— Start DATA ENTRIES —

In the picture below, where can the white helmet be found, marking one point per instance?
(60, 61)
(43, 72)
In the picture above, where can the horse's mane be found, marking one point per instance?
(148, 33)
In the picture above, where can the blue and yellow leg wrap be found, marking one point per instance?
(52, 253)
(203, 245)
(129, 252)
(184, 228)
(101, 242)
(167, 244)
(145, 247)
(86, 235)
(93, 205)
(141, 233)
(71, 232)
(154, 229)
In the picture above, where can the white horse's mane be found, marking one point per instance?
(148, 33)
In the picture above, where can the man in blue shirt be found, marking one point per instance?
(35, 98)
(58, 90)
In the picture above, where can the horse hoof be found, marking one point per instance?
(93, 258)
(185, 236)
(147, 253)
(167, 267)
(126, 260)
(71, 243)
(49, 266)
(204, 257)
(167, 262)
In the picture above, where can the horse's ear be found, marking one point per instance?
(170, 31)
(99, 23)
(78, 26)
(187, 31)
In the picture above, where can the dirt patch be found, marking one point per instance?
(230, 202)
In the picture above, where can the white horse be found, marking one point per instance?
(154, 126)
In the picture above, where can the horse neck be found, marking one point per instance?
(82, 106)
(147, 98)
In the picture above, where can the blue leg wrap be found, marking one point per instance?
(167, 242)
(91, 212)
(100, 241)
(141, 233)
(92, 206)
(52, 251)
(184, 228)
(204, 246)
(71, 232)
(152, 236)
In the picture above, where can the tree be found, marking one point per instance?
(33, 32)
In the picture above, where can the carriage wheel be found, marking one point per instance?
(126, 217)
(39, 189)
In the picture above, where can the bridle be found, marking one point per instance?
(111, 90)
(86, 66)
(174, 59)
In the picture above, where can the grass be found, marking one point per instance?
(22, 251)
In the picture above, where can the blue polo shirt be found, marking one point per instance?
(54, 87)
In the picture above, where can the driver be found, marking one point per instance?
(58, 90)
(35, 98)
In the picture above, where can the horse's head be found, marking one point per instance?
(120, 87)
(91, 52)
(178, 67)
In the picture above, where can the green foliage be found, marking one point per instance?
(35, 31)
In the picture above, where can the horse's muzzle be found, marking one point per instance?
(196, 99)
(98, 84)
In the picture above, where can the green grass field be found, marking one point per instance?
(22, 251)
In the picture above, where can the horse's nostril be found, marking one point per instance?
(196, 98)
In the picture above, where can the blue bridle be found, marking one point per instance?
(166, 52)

— End DATA ENTRIES —

◆ WHAT IS EXPECTED:
Retype, exactly and only, the lines running from the one with "In the picture above, where can the tree" through the final line of the listing above.

◆ RESULT BELOW:
In the picture above, where can the tree be found, marking one point per instance?
(33, 32)
In the picture above, where can the carriage wheel be found, marking one point per instance?
(126, 217)
(39, 189)
In the picture above, where can the bridle be found, marking one point per instance?
(111, 90)
(86, 66)
(174, 59)
In the picture above, where can the grass be found, marking one point per instance?
(22, 251)
In the picture above, where can the blue polo shirt be found, marking one point per instance?
(54, 87)
In the picture above, where can the driver be found, marking one point per instance?
(58, 90)
(35, 98)
In the picture above, where can the horse's head be found, marking one point per instance?
(120, 87)
(91, 52)
(178, 67)
In the picture above, where can the green foliage be found, marking one point per instance?
(35, 31)
In the picture above, where can the horse's muzzle be found, marking one point per instance?
(196, 99)
(98, 84)
In the picture above, where can the green grass field be found, marking one point per instance?
(22, 251)
In the picture above, where can the horse's nostril be found, marking one point per instance?
(196, 98)
In the picture above, where can the blue bridle be found, marking one point per instance?
(166, 52)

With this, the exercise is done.